Wherever the string "each" shows up in the records below, return that line.

(Source material begins)

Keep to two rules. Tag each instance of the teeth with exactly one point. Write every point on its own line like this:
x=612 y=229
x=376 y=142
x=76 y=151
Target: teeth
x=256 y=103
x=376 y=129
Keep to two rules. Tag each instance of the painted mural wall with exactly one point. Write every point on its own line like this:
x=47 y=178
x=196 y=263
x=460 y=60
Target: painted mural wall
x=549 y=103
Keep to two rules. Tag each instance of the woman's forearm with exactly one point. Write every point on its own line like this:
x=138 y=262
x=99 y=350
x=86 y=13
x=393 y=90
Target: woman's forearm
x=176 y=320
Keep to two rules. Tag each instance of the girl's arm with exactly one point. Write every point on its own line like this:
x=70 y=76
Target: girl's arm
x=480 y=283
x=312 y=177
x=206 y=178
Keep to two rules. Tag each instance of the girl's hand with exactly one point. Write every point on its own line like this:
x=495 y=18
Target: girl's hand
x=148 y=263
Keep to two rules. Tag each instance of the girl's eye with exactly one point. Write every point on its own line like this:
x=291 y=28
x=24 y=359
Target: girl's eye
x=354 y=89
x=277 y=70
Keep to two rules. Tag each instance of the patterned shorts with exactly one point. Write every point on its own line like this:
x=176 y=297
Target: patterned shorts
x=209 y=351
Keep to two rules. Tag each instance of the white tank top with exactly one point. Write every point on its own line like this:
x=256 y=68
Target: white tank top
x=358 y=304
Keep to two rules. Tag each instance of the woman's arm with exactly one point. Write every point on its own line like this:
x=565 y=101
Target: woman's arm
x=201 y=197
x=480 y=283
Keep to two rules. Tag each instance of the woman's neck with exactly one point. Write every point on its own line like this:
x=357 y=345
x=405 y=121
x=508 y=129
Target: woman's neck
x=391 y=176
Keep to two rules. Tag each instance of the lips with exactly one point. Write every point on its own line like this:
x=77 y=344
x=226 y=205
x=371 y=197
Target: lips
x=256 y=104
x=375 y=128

(Source material ends)

▶ _Reply to the task_:
Keep to two rules. Tag each instance of the teeth with exactly one point. Write every point on its own line like this:
Keep to two rules. Tag each instance of the painted mural wall with exactly one point. Write every point on its own line like this:
Keep to two rules. Tag each instance of the woman's forearm with exactly one point. Write every point on its own line like this:
Keep to two rules. Tag each instance of the girl's arm with exactly one point. Write every point on its own line like this:
Keep to two rules. Tag each instance of the girl's hand with exactly one point. Write every point on its own line like this:
Keep to two rules. Tag each instance of the girl's eye with exactly one point. Write every point on its own line like this:
Keep to two rules. Tag each instance of the patterned shorts with exactly one point. Write every point on its own line like this:
Keep to two rules. Tag each instance of the white tank top with exactly one point. Write every point on its own line like this:
Keep to two rules. Tag each instance of the woman's arm with exactly one point. Write every point on its own line like this:
Keep to two rules. Tag each instance of the woman's neck with exactly one point. Write every point on its own line like this:
Keep to two rules. Tag each instance of the lips with exactly one point. Write every point on its own line like this:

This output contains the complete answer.